Document extract »

<<<<

Linktree creators commonly prefix every button label with an emoji ('sparkles New podcast episode', 'fire Best-selling ebook'). Screen readers read the emoji name verbatim before the text, producing 'sparkles New podcast episode' or worse 'sparkles emoji New podcast episode link button'. The emoji adds visual emphasis but degrades the screen-reader experience and can make the link's purpose unclear.

How to fix:

Use emoji sparingly, ideally at most one per page in a high-emphasis position. When you do use emoji, place them after the text rather than before so the descriptive content is announced first ('New podcast episode sparkles'). For visual flair without screen-reader noise, use Linktree's built-in icon library which renders proper SVG icons that you can mark aria-hidden via the dashboard's accessibility settings (Pro tier).

serious

Embedded Spotify and YouTube Iframes Have No Accessible Name

WCAG 4.1.2

When you add a Spotify track or YouTube video to a Linktree page using the embed widget, Linktree wraps the third-party iframe without setting a title attribute. Screen readers announce 'frame' with no description. Users browsing by landmark or iframe rotor cannot determine the embed's content.

How to fix:

Inside the link-card editor, expand 'Accessibility settings' and set the 'Frame title' field to a descriptive value such as 'Spotify track: Song Name by Artist' or 'YouTube video: Episode 42 of Podcast Name'. The title field was added in mid-2024 and propagates to the rendered iframe title attribute. If you do not see the field, you may need to delete and re-add the embed using the latest widget version.

serious

Social Icon Rows Use Icon-Only Anchors Without aria-label

WCAG 2.4.4

The social-icons widget renders Instagram, TikTok, X, YouTube, and other platform icons as anchor elements with an SVG and no surrounding text. In older Linktree templates the SVG had no title and the anchor had no aria-label, so screen readers announced 'link' with no description.

How to fix:

Linktree added aria-label support to the social-icons widget in 2023, but pages created before then may still have the old markup. Re-save your social-icon row inside the dashboard (drag, drop, save) to force regeneration with the new markup. Verify by inspecting one of the icons with browser DevTools and confirming the anchor has aria-label='Visit my Instagram' or similar.

serious

Lock-Screen Email Capture Traps Focus With No Escape

WCAG 2.1.2

Linktree's 'Lock' feature lets creators gate certain links behind an email signup or a Stripe payment. The lock modal traps focus inside the form (good) but does not respond to the Escape key (bad) and the close X button is the last focusable element rather than the first, which makes dismissing the modal hard for screen-reader users who do not realize they need to tab through the whole form first.

How to fix:

Inside the Lock settings, prefer the 'Sensitive Content' lock type (which uses a confirm-dismiss pattern) over the email-capture lock type when the goal is just to add a content warning. For email-capture locks, ensure the Lock has a clear visible Close button and that Escape key dismissal is enabled (a feature added in Pro tier 2024). Test by tabbing into the modal and pressing Escape; focus should return to the trigger button on the underlying page.

>>>>

Written problem 1 » Reproduce the section of the Linktree accessibility notes that opens with the words containing "Inside the link-card" and closes with "announced 'link' with no description.".
Written problem 2 » Summarize the Linktree accessibility notes in two sentences.
Written problem 3 » Take the Linktree accessibility notes further from the point where they stop.
The data after the Linktree accessibility notes is separate material.

Annotated coordinate records
<<<<

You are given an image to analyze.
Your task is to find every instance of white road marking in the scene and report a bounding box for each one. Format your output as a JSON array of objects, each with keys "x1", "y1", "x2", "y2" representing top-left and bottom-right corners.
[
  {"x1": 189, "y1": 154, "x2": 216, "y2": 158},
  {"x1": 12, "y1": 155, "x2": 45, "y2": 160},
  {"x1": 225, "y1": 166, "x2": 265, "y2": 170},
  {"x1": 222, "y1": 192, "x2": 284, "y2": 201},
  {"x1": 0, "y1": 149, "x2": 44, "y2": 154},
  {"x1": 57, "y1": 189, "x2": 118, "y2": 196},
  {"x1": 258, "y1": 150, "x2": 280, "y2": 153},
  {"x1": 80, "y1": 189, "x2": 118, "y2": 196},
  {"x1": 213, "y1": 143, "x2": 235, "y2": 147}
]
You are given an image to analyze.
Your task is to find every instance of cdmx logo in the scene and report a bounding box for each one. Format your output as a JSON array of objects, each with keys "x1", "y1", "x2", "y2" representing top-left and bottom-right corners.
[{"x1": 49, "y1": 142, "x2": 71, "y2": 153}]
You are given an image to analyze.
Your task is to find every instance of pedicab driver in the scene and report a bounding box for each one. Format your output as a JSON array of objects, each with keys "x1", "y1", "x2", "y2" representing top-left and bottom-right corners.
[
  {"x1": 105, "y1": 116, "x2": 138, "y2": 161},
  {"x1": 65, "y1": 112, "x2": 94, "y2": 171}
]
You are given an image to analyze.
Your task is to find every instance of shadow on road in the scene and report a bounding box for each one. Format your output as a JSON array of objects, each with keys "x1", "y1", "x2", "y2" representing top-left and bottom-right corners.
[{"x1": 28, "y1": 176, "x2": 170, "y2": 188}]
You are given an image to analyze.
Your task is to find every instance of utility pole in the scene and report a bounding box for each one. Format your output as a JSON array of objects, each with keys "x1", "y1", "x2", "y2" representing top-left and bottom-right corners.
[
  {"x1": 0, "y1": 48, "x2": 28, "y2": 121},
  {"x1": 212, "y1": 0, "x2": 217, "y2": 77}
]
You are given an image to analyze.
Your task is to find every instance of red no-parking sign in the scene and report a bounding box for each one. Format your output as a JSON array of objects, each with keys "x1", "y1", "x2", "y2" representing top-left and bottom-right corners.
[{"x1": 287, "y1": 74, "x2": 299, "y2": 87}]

>>>>

Right answer 1 »
Inside the link-card editor, expand 'Accessibility settings' and set the 'Frame title' field to a descriptive value such as 'Spotify track: Song Name by Artist' or 'YouTube video: Episode 42 of Podcast Name'. The title field was added in mid-2024 and propagates to the rendered iframe title attribute. If you do not see the field, you may need to delete and re-add the embed using the latest widget version.

serious

Social Icon Rows Use Icon-Only Anchors Without aria-label

WCAG 2.4.4

The social-icons widget renders Instagram, TikTok, X, YouTube, and other platform icons as anchor elements with an SVG and no surrounding text. In older Linktree templates the SVG had no title and the anchor had no aria-label, so screen readers announced 'link' with no description.

Right answer 2 » Linktree pages can announce emoji names before button labels, leave embedded Spotify and YouTube iframes without a title, render social icons in older templates as anchors with no aria-label, and present an email-capture lock modal that ignores the Escape key and puts its close button last. The fixes are to use emoji sparingly and after the text, fill in the 'Frame title' field in the link-card editor, re-save the social-icon row to regenerate its markup, and either choose the 'Sensitive Content' lock type or ensure a visible Close button with Escape dismissal enabled.

Right answer 3 »
moderate

Custom Button Animation Triggers Without prefers-reduced-motion Respect

WCAG 2.3.3

Pro-tier Linktree pages can apply hover and load animations to buttons (pulse, shake, slide-in). The animation engine does not check the user's prefers-reduced-motion setting, so users who have enabled OS-level reduced motion still see the animations. WCAG 2.3.3 Animation from Interactions is a AAA criterion but EAA Annex I references it as good practice for vestibular and cognitive accessibility.

How to fix:

In the Animations panel, choose 'No animation' or 'Subtle' for production pages. If your brand requires motion, add a custom CSS injection (Pro tier) that wraps the Linktree animation classes in a @media (prefers-reduced-motion: no-preference) query, so users who request reduced motion see static buttons.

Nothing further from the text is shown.